== GIVEN TEXT

Green Days for a green millennium

Mr. Jake Brunner - IUCN Vietnam Programme Coordinator attended Green Conference, a series of events on environmental issues, in Hanoi on September 25, 2010 that was organized by a group of local NGOs. IUCN (together with several other organizations) co-sponsored the event and he gave a presentation on civil society participation in water resources management. (The presentation, which suggests why Vietnam struggles with the implementation of environmental policy, is attached.) He then answered questions. 

young people and participants at the green conference raised their hands to commit to the message of the conference Photo: IUCN VIet Nam

One question was about the use of fees and taxes to reduce water pollution. He replied that in most countries water is priced at a level that encourages water conservation by households and companies, and generates income to maintain and, crucially, given the rapidly expanding urban populations, to expand the water distribution system. (Water in HCMC and Hanoi is priced below this level.) Although a powerful management tool, pricing is only part of the story. For example, if a factory pours toxic chemicals into the river, that’s a decision that has nothing to do with the price of water but more likely motivated by a wish to cut costs. This is an issue for law enforcement not economic incentives. Polluters shouldn’t be paid to obey the law, especially when the health impacts are so serious. In fact, the success of pricing to reduce water wastage depends on effective enforcement to ensure high levels of compliance. So while there is much talk in Vietnam about the need to price natural resources correctly, this does not absolve government of the need to enforce its own environmental laws and regulations. It’s not just a question of pricing!

====
== DATA TO EXAMINE

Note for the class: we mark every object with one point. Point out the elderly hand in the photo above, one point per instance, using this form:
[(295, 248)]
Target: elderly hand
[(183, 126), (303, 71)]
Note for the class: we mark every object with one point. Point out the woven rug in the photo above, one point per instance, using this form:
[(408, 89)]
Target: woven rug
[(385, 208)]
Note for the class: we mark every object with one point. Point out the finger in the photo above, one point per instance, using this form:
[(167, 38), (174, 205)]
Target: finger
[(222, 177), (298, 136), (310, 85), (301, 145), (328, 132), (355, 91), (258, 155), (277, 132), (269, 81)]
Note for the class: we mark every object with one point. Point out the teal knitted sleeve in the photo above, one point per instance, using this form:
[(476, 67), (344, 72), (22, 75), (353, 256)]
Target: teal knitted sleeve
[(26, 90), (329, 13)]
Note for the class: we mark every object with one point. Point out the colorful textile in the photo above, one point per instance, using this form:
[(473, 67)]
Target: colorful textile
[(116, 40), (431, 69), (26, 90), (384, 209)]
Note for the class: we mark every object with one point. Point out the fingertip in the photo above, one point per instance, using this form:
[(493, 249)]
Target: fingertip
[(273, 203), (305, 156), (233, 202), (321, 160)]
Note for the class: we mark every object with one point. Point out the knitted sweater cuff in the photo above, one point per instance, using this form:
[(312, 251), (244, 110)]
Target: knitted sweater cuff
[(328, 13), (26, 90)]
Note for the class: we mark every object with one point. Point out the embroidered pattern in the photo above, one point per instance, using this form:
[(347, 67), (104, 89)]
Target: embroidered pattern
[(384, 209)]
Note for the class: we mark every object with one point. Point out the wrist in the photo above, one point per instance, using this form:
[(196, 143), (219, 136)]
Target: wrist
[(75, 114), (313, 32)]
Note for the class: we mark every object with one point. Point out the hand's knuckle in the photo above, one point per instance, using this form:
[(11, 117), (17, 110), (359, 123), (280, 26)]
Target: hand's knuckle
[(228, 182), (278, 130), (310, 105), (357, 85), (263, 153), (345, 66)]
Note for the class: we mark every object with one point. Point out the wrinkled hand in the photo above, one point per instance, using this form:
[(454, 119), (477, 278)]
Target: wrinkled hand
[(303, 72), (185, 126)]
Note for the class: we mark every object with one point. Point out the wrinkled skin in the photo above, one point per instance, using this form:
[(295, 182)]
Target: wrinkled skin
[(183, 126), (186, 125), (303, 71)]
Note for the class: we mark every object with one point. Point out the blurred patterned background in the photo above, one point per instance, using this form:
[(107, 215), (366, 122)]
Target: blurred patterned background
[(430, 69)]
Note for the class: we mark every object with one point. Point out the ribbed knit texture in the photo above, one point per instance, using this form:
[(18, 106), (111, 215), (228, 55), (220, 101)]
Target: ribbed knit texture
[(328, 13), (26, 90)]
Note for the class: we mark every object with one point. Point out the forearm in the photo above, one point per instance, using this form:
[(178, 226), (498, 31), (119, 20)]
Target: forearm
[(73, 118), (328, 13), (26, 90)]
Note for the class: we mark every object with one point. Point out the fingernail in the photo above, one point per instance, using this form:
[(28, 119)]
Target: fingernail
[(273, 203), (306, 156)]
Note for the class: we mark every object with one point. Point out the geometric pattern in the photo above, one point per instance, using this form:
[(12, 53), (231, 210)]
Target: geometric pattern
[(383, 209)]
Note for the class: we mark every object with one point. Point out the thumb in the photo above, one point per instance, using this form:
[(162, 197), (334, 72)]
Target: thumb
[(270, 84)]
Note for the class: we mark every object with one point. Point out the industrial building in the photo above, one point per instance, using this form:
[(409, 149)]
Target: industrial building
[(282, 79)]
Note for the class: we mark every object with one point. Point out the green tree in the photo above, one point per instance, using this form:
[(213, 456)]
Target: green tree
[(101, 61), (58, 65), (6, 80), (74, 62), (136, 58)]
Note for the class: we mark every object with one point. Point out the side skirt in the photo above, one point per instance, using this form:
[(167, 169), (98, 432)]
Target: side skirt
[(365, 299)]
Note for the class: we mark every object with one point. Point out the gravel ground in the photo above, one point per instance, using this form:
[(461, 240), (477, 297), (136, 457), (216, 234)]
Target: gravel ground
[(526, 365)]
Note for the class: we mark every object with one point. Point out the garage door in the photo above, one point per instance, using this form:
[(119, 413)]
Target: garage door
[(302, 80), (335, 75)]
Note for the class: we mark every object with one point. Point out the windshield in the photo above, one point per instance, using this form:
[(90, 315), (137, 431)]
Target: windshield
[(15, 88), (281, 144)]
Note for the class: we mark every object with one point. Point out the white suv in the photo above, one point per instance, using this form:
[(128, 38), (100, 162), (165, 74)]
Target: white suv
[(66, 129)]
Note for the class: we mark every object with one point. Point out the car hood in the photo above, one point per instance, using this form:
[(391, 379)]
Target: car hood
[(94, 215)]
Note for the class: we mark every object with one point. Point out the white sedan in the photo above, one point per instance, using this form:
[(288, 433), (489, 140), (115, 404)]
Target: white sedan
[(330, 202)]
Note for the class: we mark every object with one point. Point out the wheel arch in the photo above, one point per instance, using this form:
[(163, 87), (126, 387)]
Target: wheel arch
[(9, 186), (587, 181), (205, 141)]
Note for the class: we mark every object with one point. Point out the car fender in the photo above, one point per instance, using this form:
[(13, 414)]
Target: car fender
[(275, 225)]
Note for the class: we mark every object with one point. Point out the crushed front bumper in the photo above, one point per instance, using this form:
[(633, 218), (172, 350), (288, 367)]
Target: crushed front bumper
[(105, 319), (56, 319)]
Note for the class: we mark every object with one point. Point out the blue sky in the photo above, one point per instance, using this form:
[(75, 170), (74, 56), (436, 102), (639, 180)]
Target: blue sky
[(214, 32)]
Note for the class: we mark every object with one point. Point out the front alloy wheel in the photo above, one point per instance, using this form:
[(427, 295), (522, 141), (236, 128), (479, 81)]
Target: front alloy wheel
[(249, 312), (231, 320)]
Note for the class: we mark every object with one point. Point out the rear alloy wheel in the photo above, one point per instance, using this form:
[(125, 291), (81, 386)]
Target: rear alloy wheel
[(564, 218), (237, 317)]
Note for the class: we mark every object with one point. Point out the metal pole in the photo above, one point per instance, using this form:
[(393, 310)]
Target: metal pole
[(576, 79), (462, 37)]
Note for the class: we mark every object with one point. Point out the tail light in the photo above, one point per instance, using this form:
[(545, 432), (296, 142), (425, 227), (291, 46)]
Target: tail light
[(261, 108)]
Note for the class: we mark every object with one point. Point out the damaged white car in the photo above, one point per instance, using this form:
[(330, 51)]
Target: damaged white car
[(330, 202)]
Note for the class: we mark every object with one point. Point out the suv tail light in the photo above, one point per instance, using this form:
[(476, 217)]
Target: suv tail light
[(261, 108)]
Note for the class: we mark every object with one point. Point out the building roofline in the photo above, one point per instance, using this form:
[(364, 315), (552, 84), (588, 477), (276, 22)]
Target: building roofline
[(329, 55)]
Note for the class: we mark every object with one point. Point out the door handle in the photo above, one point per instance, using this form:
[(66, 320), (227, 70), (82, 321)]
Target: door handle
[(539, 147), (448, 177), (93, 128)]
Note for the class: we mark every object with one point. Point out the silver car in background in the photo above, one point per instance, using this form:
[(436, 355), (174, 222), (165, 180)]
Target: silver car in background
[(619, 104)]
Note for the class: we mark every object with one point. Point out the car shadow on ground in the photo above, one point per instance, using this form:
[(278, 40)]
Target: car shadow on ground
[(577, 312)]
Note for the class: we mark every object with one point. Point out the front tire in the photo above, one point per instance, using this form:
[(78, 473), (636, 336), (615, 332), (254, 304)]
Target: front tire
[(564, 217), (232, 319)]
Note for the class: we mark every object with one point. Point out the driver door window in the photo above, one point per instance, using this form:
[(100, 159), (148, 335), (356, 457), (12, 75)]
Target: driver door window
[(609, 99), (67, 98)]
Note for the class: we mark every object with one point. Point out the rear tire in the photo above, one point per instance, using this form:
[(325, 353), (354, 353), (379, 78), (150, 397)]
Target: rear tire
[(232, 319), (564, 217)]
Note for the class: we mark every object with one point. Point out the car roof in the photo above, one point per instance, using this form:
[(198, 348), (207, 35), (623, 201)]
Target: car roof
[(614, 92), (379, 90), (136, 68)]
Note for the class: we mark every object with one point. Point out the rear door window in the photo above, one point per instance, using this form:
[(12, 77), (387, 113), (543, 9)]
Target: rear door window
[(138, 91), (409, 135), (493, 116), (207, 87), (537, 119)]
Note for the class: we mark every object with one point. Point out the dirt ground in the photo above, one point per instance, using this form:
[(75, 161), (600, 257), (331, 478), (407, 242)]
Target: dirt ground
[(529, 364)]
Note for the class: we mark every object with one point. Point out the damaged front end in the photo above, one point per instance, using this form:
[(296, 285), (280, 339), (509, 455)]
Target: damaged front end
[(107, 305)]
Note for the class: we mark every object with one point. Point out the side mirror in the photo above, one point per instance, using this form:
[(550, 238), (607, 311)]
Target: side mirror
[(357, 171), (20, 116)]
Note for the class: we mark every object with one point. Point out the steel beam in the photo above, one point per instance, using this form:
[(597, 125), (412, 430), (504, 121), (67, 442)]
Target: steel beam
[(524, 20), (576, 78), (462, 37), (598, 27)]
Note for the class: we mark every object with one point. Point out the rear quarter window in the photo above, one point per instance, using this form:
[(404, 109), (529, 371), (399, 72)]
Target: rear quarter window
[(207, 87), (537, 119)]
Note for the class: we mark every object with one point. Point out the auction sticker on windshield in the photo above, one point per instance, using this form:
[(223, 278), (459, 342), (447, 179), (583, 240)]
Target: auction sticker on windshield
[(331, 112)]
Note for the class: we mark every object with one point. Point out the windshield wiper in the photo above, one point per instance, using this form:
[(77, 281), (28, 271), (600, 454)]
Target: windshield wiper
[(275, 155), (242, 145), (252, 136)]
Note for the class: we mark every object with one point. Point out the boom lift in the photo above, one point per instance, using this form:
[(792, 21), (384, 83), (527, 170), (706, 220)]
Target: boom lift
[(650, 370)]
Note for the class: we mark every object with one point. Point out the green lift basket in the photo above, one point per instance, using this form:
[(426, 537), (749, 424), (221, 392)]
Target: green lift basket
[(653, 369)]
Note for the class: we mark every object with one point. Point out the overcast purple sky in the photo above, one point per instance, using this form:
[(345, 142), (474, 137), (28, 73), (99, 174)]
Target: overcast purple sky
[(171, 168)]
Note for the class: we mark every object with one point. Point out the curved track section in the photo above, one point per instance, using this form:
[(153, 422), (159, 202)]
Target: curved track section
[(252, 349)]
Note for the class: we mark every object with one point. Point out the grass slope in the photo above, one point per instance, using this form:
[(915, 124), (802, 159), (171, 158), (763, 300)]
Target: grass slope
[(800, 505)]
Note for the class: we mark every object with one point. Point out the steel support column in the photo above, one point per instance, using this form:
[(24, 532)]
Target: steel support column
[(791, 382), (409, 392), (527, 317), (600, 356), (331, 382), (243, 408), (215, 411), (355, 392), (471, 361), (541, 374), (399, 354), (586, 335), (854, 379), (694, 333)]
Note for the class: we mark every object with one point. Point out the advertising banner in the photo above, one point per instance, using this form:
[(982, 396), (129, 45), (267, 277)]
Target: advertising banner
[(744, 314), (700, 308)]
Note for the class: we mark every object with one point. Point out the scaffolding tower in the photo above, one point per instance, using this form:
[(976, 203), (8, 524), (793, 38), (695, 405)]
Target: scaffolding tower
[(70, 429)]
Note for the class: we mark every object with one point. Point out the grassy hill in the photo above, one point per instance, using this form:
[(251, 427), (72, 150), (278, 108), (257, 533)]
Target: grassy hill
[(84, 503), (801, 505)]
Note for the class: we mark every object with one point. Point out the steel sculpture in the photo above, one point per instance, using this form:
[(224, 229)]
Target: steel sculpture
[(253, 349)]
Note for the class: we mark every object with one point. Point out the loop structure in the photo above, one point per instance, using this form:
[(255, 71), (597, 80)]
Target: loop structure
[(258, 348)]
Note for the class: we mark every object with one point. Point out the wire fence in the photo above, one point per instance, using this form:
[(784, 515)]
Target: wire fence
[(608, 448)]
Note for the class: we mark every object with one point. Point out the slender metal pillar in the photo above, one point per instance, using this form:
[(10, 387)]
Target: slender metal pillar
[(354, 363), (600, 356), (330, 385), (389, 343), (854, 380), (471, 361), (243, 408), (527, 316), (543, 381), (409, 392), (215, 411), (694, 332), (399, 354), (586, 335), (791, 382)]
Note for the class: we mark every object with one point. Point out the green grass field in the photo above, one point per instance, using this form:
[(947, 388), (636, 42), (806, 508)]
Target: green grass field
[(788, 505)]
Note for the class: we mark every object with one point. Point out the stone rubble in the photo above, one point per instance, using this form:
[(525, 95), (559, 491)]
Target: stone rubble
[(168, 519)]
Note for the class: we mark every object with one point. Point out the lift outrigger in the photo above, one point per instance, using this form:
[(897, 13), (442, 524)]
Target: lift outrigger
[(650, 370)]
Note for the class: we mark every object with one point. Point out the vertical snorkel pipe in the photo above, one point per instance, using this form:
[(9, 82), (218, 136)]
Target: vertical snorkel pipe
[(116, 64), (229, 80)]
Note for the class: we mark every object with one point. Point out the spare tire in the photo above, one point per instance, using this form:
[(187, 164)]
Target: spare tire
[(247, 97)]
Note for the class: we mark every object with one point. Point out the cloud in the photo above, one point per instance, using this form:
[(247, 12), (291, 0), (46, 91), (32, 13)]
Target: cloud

====

# WHAT IS NEEDED:
Retype the passage of the Green Conference article from "Green Days for" to "then answered questions." word for word.

# WRITTEN SOLUTION:
Green Days for a green millennium

Mr. Jake Brunner - IUCN Vietnam Programme Coordinator attended Green Conference, a series of events on environmental issues, in Hanoi on September 25, 2010 that was organized by a group of local NGOs. IUCN (together with several other organizations) co-sponsored the event and he gave a presentation on civil society participation in water resources management. (The presentation, which suggests why Vietnam struggles with the implementation of environmental policy, is attached.) He then answered questions.